(What is being asked) Each entry below must be repeated exactly, with pictures left out.

☆ ☆ ☆

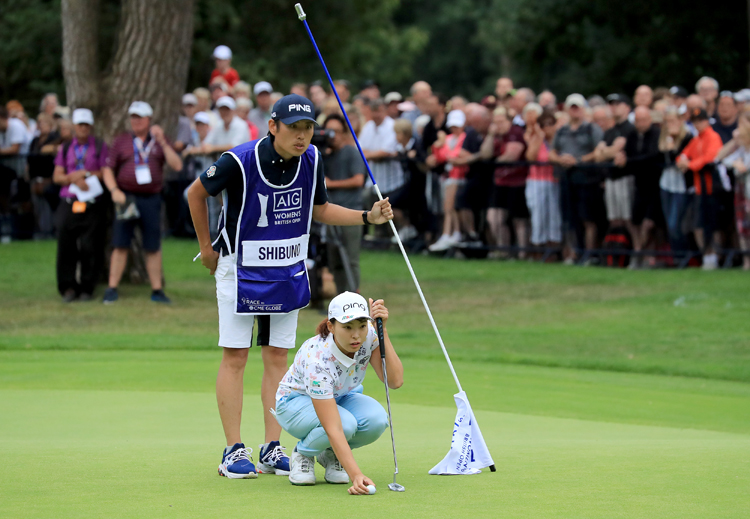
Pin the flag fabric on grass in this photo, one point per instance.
(468, 453)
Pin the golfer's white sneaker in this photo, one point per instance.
(335, 473)
(272, 459)
(445, 242)
(407, 233)
(302, 469)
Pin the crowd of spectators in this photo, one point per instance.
(514, 174)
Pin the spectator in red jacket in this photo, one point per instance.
(223, 57)
(133, 174)
(698, 157)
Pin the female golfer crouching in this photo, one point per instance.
(320, 398)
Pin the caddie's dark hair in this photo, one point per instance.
(334, 117)
(322, 329)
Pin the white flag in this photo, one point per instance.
(468, 452)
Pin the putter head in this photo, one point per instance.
(396, 487)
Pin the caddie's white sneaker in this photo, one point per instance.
(335, 473)
(302, 469)
(273, 459)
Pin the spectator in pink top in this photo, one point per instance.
(134, 174)
(446, 148)
(542, 188)
(505, 143)
(81, 219)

☆ ☆ ☆

(Task output)
Pin the flag fabric on grass in this photo, one point per instance.
(468, 453)
Pin the golfer's white sneaker in this photo, one point per instance.
(335, 473)
(272, 459)
(445, 242)
(407, 233)
(302, 469)
Pin the crowd of spectators in this photo, one point per instance.
(514, 174)
Pin the spectator in red jacket in this photo, one point per instance.
(223, 57)
(133, 174)
(698, 157)
Pin the female golfer crouching in this photo, one point per instance.
(320, 398)
Pin the caddie's dark hair in this photo, one point per instance.
(334, 117)
(322, 329)
Pin the white flag in this photo, one point per instance.
(468, 452)
Pin the putter head in this photo, one point per instance.
(396, 487)
Pin the caddie's white sneaker in this photo, one point per instance.
(335, 473)
(302, 469)
(273, 459)
Pin the spectator in pink top in this photo, one point per instance.
(134, 174)
(446, 148)
(542, 188)
(505, 143)
(81, 219)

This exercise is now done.